══ Materials provided

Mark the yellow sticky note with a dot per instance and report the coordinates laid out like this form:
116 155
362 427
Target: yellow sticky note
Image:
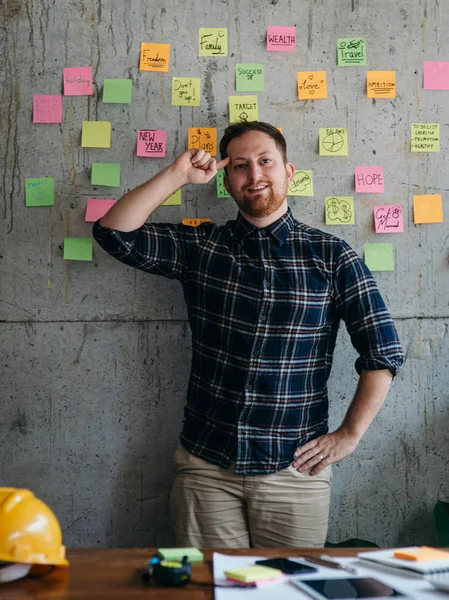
204 138
381 84
174 199
312 85
428 209
154 57
96 134
212 41
243 108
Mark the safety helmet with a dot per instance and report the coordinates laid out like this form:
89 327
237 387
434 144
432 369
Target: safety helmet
29 531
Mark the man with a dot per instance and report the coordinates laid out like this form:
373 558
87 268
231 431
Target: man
265 295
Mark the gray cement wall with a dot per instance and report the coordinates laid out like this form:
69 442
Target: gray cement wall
95 356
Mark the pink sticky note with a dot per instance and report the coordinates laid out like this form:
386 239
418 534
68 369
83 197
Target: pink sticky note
97 208
369 180
281 39
436 76
77 81
388 219
47 108
151 143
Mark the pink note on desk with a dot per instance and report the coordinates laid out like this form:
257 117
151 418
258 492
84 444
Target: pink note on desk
97 208
436 76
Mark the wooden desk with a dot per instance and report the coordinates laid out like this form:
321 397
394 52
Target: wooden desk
115 574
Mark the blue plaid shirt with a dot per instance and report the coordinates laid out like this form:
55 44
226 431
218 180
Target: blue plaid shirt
264 307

════

_Task goal_. Could you repeat the entries word for word, skipping the pictures they contain?

_Expected answer_.
Mark the yellow sticky note with a dot per instance and report the coordinates laid out like this form:
116 155
362 427
Target: yellow sticky note
Image:
204 138
381 84
174 199
312 85
428 209
154 57
96 134
212 41
243 108
Mark the safety helmet with a dot per instance and report the coordinates laid out like this form:
89 327
237 387
434 144
432 369
Target: safety helmet
29 531
Mark the man with a dot per instance and report the coordinates laid out like this form:
373 558
87 268
231 431
Target: man
265 295
Mark the gray cement wall with a dot per instance and report the coordinates laid out like this form:
69 442
Target: gray cement wall
95 356
Mark the pink sticky note with a dot per instance and report the coordinates laid out like this form:
386 239
418 534
68 369
83 197
Target: pink sticky note
97 208
369 180
281 39
436 76
77 81
388 219
47 108
151 143
Mark the pink note on desk with a dot per instance and report the coordinates laid out like this form:
257 117
151 418
258 492
84 444
Target: pink note on desk
97 208
436 76
Mark the wooden desk with a dot per instance and report the coordinates laid out like this form:
321 397
394 52
Target: wooden desk
115 574
Mark the blue plaid shirt with a dot per instance and report the coordinates laid out like this form:
55 44
226 431
218 180
Target: blue plaid shirt
264 307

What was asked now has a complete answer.